▶ [OBJECTIVE]: How many lines in the listing below contain the string "hood"? Give only the number.

[Location annotation dataset excerpts]
• • • • • • •

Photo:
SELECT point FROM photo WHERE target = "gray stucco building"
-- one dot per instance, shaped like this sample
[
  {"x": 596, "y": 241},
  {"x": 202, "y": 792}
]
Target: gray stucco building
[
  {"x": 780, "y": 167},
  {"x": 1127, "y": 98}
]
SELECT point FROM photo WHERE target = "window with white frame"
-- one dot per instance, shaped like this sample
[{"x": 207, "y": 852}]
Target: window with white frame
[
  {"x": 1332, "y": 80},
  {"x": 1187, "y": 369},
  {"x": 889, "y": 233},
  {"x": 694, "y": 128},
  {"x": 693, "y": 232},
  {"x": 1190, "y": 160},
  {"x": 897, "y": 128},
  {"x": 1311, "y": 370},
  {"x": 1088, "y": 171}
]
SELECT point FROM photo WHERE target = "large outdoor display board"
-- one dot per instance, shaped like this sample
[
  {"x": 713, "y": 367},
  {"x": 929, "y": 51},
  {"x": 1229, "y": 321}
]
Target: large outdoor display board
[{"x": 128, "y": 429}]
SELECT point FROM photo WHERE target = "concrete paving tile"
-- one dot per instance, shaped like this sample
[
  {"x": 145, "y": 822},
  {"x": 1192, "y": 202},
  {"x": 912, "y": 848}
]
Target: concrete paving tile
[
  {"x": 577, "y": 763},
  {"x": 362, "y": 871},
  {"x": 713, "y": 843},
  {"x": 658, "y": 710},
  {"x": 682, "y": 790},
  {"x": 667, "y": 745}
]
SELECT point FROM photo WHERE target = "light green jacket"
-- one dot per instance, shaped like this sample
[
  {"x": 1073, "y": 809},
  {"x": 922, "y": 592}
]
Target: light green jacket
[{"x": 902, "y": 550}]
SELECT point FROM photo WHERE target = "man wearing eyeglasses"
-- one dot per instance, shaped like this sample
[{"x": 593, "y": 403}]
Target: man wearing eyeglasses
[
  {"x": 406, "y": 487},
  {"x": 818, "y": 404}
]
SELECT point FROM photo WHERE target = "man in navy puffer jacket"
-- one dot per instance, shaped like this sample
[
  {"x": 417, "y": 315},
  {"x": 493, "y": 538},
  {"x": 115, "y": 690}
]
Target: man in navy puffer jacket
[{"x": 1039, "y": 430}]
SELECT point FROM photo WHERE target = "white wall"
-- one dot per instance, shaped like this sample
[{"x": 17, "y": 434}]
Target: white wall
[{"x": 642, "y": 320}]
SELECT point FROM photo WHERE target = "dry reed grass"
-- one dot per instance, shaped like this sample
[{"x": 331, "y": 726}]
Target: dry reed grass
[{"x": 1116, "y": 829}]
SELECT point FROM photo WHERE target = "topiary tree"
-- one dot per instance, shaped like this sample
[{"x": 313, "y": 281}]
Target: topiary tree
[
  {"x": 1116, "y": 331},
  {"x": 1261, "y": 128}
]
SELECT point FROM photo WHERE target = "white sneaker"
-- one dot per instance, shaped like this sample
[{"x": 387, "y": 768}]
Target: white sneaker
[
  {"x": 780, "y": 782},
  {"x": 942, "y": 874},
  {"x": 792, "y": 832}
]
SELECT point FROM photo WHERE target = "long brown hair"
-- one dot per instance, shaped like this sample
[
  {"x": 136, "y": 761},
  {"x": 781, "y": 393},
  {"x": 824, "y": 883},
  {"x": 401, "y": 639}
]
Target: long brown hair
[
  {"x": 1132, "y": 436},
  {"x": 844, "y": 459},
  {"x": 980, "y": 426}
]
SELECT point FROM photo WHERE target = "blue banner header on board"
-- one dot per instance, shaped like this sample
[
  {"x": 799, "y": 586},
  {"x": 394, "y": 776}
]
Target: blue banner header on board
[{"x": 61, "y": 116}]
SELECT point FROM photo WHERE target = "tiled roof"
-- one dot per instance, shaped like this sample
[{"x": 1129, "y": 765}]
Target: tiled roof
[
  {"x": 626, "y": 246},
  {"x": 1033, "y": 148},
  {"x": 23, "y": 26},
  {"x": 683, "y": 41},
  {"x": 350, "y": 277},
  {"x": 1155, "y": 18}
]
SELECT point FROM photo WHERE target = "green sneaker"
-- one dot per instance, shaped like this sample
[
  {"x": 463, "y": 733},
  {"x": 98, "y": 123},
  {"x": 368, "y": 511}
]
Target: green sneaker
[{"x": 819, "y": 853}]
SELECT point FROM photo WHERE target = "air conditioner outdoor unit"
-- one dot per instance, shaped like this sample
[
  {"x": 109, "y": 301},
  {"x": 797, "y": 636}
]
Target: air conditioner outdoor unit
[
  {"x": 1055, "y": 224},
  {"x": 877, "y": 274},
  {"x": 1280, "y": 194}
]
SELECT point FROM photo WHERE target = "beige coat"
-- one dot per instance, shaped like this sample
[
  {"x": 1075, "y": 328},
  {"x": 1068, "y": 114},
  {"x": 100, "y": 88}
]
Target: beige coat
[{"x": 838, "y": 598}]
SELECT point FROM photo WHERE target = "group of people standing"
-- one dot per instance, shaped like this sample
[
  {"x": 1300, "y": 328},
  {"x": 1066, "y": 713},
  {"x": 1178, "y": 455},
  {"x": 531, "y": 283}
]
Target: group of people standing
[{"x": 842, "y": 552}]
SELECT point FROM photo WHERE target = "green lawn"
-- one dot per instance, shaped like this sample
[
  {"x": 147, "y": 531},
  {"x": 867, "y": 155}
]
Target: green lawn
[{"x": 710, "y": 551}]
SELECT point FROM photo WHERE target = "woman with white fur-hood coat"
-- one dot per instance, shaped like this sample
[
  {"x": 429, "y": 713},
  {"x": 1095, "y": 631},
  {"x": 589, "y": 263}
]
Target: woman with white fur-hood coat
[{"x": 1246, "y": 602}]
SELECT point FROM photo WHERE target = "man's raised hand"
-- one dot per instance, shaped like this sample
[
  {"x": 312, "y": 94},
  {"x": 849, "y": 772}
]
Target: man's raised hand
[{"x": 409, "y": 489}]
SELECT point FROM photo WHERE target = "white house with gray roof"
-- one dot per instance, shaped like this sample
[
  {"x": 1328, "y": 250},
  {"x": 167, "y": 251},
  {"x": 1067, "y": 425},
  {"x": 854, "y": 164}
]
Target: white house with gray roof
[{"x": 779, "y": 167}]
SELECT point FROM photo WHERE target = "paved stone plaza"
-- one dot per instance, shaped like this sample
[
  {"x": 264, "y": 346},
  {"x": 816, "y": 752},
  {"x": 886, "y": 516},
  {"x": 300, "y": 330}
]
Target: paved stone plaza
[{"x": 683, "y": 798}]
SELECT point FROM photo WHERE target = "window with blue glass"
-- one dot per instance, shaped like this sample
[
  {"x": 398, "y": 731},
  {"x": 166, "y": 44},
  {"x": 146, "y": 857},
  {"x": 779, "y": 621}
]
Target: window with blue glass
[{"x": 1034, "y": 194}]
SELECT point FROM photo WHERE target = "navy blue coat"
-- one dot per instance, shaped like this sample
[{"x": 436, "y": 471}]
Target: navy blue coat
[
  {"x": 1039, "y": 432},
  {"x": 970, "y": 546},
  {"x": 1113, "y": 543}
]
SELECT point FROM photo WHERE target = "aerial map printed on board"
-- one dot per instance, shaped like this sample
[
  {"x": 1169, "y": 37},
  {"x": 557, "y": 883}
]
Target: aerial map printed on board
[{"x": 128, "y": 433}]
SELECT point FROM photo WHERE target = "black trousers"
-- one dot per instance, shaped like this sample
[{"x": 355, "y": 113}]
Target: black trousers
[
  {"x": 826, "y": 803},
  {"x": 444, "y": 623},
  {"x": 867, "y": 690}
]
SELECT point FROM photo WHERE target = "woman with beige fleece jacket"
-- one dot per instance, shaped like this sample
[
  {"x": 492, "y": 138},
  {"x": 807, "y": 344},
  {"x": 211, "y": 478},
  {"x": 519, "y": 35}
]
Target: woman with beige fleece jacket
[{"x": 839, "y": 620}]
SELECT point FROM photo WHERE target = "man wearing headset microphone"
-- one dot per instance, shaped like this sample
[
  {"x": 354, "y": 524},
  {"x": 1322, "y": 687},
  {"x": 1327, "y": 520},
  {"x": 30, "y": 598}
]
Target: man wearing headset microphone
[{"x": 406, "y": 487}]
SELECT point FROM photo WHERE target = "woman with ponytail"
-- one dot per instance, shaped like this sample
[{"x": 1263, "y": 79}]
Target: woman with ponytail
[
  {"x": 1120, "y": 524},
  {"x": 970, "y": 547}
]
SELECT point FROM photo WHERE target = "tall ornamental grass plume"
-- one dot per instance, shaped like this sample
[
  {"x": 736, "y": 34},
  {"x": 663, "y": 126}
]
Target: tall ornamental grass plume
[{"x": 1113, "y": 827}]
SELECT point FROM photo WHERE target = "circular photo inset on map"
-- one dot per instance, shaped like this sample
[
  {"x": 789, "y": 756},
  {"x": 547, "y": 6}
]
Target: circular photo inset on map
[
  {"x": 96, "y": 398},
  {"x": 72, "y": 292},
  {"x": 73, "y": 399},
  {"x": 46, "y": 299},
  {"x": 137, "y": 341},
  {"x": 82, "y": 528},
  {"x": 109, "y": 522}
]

• • • • • • •

▶ [SOLUTION]: 2